__What needs to be done__: Copy every entry word for word, but skip the pictures.
■ ■ ■ ■ ■ ■ ■
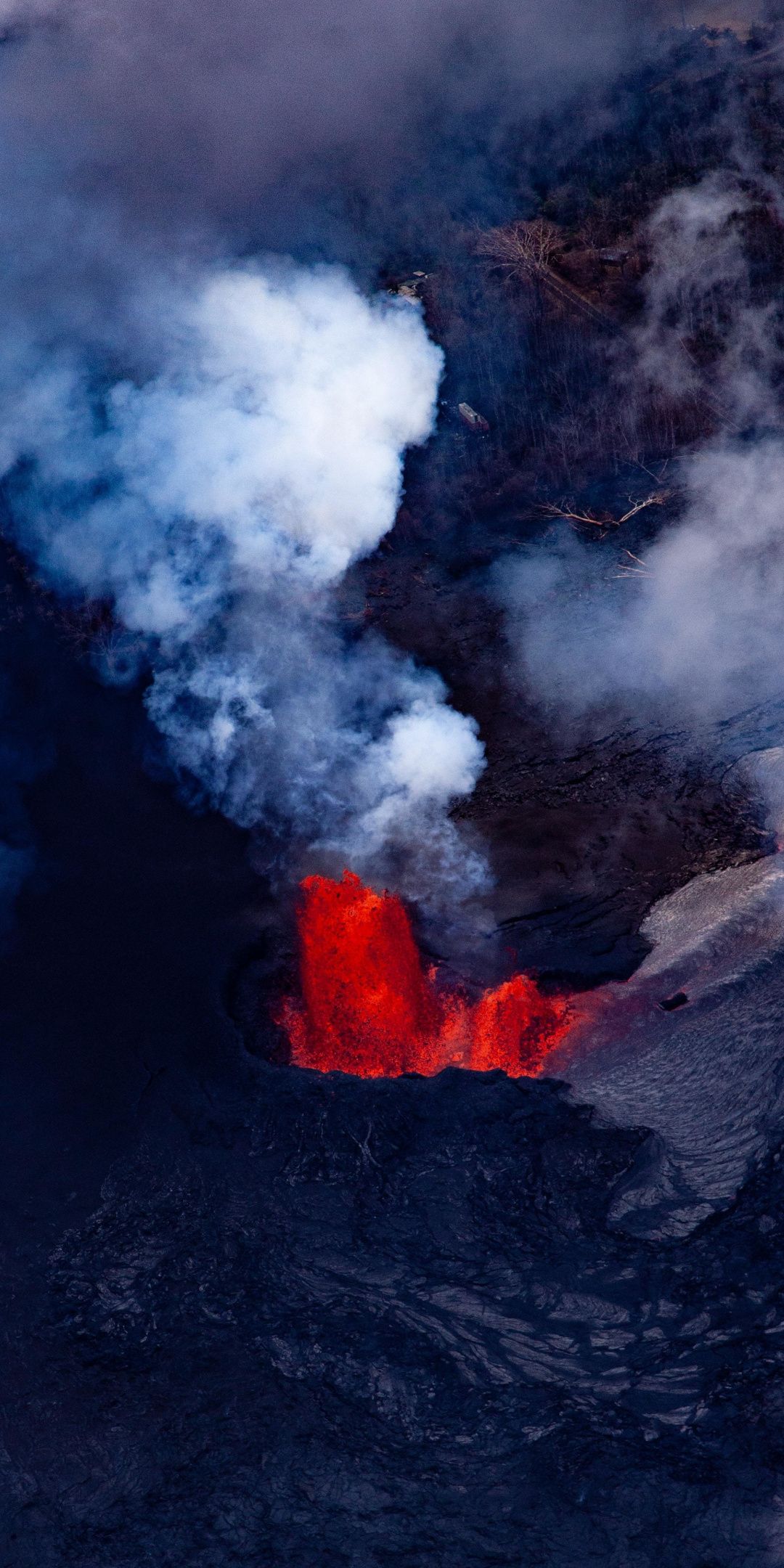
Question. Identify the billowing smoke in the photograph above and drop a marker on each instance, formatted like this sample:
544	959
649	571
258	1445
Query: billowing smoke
693	624
209	441
217	504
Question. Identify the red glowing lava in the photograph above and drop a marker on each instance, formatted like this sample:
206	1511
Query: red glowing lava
369	1007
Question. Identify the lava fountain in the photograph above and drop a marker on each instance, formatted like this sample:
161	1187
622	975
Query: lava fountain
370	1007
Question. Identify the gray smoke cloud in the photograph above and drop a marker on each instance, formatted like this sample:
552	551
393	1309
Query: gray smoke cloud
697	626
259	112
211	441
217	504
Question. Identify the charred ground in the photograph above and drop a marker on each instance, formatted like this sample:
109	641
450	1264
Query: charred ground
262	1316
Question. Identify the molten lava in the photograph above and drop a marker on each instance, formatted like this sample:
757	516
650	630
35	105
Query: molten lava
369	1007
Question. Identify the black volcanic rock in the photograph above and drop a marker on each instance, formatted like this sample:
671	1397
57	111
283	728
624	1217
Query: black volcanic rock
339	1322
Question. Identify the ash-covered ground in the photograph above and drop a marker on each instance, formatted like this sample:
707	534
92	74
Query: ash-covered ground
256	1315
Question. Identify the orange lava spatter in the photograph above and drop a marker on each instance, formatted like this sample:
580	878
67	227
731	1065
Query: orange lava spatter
369	1007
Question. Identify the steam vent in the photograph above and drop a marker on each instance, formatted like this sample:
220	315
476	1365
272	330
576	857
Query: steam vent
393	785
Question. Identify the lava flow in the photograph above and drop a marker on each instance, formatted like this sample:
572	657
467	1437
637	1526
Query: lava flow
369	1007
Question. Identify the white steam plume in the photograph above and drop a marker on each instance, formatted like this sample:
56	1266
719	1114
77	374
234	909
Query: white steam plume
217	501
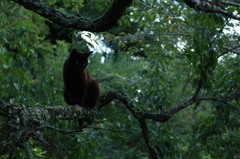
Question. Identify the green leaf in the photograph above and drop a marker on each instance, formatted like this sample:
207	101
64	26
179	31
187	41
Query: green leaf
17	86
13	100
9	78
15	65
26	65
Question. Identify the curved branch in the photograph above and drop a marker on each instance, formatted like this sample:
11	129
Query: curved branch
107	21
152	149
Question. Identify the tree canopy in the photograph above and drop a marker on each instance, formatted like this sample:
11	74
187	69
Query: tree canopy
169	73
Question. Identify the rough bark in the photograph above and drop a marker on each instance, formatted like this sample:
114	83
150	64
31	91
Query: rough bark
103	23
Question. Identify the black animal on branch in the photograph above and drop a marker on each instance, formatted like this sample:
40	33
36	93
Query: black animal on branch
80	87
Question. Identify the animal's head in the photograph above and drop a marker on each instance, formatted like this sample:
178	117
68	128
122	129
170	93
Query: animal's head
80	60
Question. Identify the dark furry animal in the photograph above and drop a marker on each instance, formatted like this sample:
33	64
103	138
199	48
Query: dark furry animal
79	86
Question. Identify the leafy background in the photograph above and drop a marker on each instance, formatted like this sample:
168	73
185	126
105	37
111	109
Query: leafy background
158	54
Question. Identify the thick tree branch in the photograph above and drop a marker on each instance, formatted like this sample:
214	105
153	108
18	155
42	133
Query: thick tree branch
106	22
150	145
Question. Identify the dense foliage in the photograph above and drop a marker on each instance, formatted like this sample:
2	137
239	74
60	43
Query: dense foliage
161	54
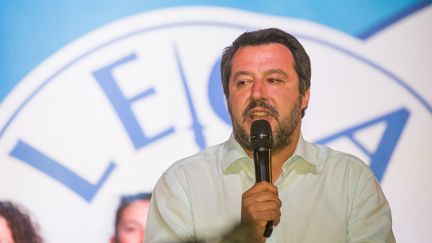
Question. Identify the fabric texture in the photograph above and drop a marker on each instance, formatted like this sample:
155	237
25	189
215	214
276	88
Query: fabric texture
327	196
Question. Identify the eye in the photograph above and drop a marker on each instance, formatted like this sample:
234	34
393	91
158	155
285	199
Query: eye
274	80
241	83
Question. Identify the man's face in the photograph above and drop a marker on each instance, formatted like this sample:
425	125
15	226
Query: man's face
264	85
132	224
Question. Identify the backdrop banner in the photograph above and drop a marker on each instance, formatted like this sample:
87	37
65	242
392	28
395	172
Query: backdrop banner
101	107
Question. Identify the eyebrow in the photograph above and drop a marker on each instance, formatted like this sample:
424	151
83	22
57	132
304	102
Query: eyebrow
241	73
276	71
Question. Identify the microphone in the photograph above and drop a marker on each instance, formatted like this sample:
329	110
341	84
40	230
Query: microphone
261	141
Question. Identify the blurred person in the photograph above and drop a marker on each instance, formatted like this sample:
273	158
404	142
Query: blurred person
131	216
16	225
317	195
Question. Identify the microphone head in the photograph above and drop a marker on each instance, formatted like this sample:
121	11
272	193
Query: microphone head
261	135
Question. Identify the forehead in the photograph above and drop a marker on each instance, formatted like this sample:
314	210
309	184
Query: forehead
274	54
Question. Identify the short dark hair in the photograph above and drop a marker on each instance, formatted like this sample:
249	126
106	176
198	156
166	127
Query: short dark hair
268	36
125	201
19	222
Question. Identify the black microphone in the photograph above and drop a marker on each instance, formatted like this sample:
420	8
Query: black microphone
261	141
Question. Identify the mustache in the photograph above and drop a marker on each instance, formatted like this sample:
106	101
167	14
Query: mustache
271	110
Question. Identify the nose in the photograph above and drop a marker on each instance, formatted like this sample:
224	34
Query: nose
258	89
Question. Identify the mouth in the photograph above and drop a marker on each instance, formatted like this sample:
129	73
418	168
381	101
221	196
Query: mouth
258	114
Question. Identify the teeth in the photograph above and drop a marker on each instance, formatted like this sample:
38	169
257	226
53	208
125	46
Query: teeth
260	113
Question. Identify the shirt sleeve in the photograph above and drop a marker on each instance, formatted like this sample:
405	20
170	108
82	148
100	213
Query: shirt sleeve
170	216
370	217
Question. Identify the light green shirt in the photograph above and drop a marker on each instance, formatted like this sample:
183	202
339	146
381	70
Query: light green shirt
327	196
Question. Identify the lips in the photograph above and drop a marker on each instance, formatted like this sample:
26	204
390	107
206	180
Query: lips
257	114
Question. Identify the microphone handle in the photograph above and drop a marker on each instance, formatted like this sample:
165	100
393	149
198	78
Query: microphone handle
269	229
262	159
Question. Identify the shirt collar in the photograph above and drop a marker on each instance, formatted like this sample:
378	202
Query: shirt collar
305	158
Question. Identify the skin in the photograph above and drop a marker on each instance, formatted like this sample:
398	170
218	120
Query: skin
265	73
132	224
5	232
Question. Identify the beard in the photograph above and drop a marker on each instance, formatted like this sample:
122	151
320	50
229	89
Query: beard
284	129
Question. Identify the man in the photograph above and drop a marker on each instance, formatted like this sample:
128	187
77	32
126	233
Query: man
318	195
131	218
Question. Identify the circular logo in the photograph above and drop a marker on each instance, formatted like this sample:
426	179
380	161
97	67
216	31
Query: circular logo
107	114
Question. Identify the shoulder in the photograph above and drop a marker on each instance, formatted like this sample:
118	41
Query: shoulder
198	163
335	161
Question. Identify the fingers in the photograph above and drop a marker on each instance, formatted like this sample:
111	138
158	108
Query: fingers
261	204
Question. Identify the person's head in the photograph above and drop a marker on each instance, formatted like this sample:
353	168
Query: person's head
131	216
16	226
266	75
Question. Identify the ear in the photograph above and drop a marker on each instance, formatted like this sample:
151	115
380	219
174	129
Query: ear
305	99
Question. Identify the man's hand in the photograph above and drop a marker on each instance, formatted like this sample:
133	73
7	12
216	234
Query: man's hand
260	204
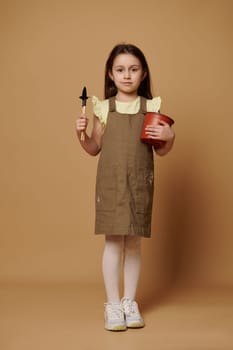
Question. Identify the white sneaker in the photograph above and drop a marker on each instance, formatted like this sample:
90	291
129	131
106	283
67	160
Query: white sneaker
132	315
114	317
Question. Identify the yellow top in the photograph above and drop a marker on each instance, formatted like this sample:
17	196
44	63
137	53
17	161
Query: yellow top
101	108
■ ■ ■ ■ ■ ■ ■
__Correct response__:
Question. Identify the billowing smoke in the photograph above and drop a marker on each instance, formatted like this sample:
544	959
649	571
258	1445
Query: billowing smoke
693	624
209	441
217	504
Question. Identify the red glowing lava in the photograph above and drop a marker on each instance, formatted like this sample:
206	1511
Query: red glowing lava
369	1007
Question. Identify the lava fountain in the photograph above and drop a marker on each instance, formatted like this sample:
161	1187
622	975
Query: lava fountain
370	1007
Question. Identify the gray smoke cloud in the photograph above and drop a marker on each instance, formatted like this sample:
552	551
393	1309
Query: gray smoke cloud
697	626
259	112
211	441
217	504
Question. Identify the charred ground in the photograph above and drop a marker on each instance, formatted like this sample:
109	641
450	1264
Query: charred ground
262	1316
Question. Identify the molten lava in the photograph above and drop a marker on each instance, formatted like this sample:
757	516
650	630
35	105
Query: molten lava
369	1007
Question. Identify the black volcanic rock in the photograph above and drop a marker on each instance, formatted like this sample:
671	1397
57	111
283	728
624	1217
Query: black volcanic rock
339	1322
Question. Identify the ash-covered ground in the photograph above and drop a marker on each instance, formatted like this sample:
707	534
92	74
Query: ash-covered ground
256	1315
Question. Identify the orange lava spatter in the photograph above and drop a marker on each instance, formatted like this sample:
580	878
67	227
731	1065
Query: orange lava spatter
369	1007
Question. Identify the steam vent in the photograph above and drop a marker on each instance, formatted like this sample:
220	315
476	1365
272	330
576	857
Query: steam vent
393	785
Question. Identify the lava flow in the photograph above and drop a marker on each instance, formatted like this sample:
572	657
467	1437
637	1526
Query: lava flow
369	1007
Question. Identify the white steam plume in the photograph above and drop a marker on each instance, formatted like this sample:
56	1266
719	1114
77	374
234	909
Query: white steam plume
217	501
Question. Identify the green leaf in the photograph above and drop a marker on each instance, formatted like this sample:
207	101
64	26
179	31
187	41
Query: green leaf
17	86
13	100
9	78
15	65
26	65
Question. Identify the curved branch in the photograph above and drop a marker on each instance, formatted like this sample:
11	129
Query: curved branch
107	21
152	149
Question. Identify the tree canopy in the photograph above and drop a marker on each instance, formatted like this sample:
11	74
187	69
Query: tree canopy
169	73
Question. Identify the rough bark in the photograph above and drop a marker on each instance, formatted like this sample:
114	83
150	64
31	91
Query: rough bark
103	23
Question. Identify the black animal on branch in the photograph above and drop a marker on each instance, formatted like this sample:
40	33
36	93
Query: black animal on branch
80	87
Question. Identify the animal's head in the photograph above and drop a marker on each instance, formatted like this sample:
178	117
68	128
122	129
170	93
Query: animal's head
80	60
Question. Identify the dark furry animal in the photograph above and drop a marker on each instance, formatted like this sample:
33	64
103	138
199	48
Query: dark furry animal
79	86
Question. Identify the leafy background in the photograph above and drop a marker on each instance, formatted like this sample:
168	73
185	126
105	37
111	109
Query: leafy background
158	54
Question. Identify the thick tree branch in the photograph above and drop a marker on each instance, formatted like this sample:
214	105
153	108
18	155
42	133
Query: thick tree branch
106	22
150	145
Question. Identify the dense foliage in the photograph above and drop a marker on each instance, formatted like this sample:
2	137
239	74
60	43
Query: dense foliage
161	54
Question. Identify the fabric texture in the photograph above and drop a marker on each instance, formatted like this sample:
155	237
25	189
215	214
276	88
Query: fabric texture
327	196
Question. Identify the eye in the photograph above and drop a marker on each instance, formatted like this sample:
234	34
393	91
158	155
285	199
Query: eye
274	80
241	83
Question. Identify the man's face in the photograph above and drop a marker on each instance, formatted like this sample:
425	125
15	226
Query: man's face
264	85
132	224
Question. Identify the backdrop banner in the photograph above and drop a marker on each instance, formatted like this sample:
87	37
65	242
392	28
395	172
Query: backdrop banner
101	107
Question. Identify the eyebrow in the photograph above and drop a marker on each instance, formatted like this sample:
424	151
83	22
57	132
304	102
Query: eyebrow
241	73
276	71
Question. Identify the microphone in the photograph above and drop a marker on each instance, formatted like this sample:
329	110
341	84
40	230
Query: microphone
261	141
Question. Identify the blurred person in the photograph above and drop a marker on each instance, formatted like this sample:
273	158
404	142
Query: blurred person
131	216
16	225
317	195
Question. Identify the microphone head in the photograph above and drop a marker on each instance, formatted like this sample:
121	11
272	193
Query: microphone head
261	135
Question. Identify the forehead in the photograph above and drop a marker on each instance, formatted like this sample:
314	210
309	184
Query: forehead
274	54
Question. Identify the short dark hair in the photograph above and drop a marker on each instance, formatted like this sample:
249	126
106	176
198	156
166	127
Query: short dark hair
268	36
125	201
19	222
Question. Identify the black microphone in the photograph above and drop a marker on each instance, formatted like this sample:
420	8
Query: black microphone
261	141
Question. Identify the mustache in the photograph above and drop a marker on each instance, formatted like this sample:
106	101
167	14
Query: mustache
271	110
Question. Identify the nose in the photograph above and drop a marker on each instance, formatted like this sample:
224	34
Query: nose
258	89
Question. Identify the mouth in the photograph above and drop a marker on each instance, formatted like this sample:
129	73
418	168
381	101
221	196
Query: mouth
258	114
Question. Identify the teeth in the photograph above and drop a marker on each instance, formatted like this sample:
38	169
257	226
53	208
125	46
Query: teeth
260	113
Question. Identify the shirt sleeve in the photograph above and drop a marker on each instance, formatted like this sample:
405	20
170	108
82	148
100	213
Query: shirt sleeve
170	216
370	217
Question. Identify the light green shirt in the photograph above and drop a marker on each instance, formatted like this sample:
183	202
339	146
381	70
Query: light green shirt
327	196
Question. Identify the lips in the photograph above and drop a marker on each instance, formatted like this sample:
26	204
390	107
206	180
Query: lips
257	114
Question. Identify the microphone handle in the photograph above and drop a marker on each instance, formatted like this sample:
165	100
393	149
198	78
Query: microphone handle
269	229
262	159
Question. Identify the shirt collar in the photograph above and drop a marker on each instance, formatted like this sample:
378	202
Query: shirt collar
305	158
Question. Identify the skin in the photograph above and drop a marker on each instance, formatted like this sample:
398	170
218	120
Query: skin
265	73
132	224
5	232
Question. Identify the beard in the photograph above and drop a marker on each instance, formatted like this sample:
122	151
320	50
229	89
Query: beard
284	129
Question. Identify the man in the photograph above and drop a marker on each instance, formatted like this sample:
128	187
77	32
126	233
Query: man
318	195
131	218
Question. Identify the circular logo in the photograph above and drop a marker on each instance, formatted like this sample:
426	179
380	161
97	67
216	31
Query: circular logo
107	114
Question. Identify the shoulder in the photograph above and drop a marker on each instance, formatted like this sample:
118	41
Query: shoulder
198	163
335	161
Question. Identify the fingers in the photograph above and drop a marker on each instance, formatted like this sample:
111	138
158	108
Query: fingers
261	204
Question. Identify the person's head in the photograph above and drop a marker on each instance, formatted like this sample:
353	168
Query: person's head
131	216
16	226
266	75
Question. Identify the ear in the photograph above and drop a marker on each instance, formatted like this sample:
151	115
380	219
174	129
Query: ear
305	99
Question. Identify the man's hand in the photograph above and drop a marker on each instance, formatted like this sample:
133	73
7	12
216	234
Query: man's hand
260	204
Question. Identify the white sneaker in the photograph above and drop a marker on each instance, formatted like this sample:
90	291
129	131
106	283
67	160
Query: white sneaker
132	315
114	317
Question. Identify the yellow top in the photograph above and drop a marker on each instance, formatted like this sample:
17	196
44	63
137	53
17	161
Query: yellow top
101	108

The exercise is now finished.